++++ Data for analysis
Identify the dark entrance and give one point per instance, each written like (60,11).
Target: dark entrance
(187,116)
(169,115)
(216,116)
++++++++
> [Task details] Repeat the data exactly as it was given above.

> [Answer to this problem]
Identify the dark entrance and give one point per instance, each written like (60,11).
Target: dark entrance
(187,116)
(169,115)
(216,116)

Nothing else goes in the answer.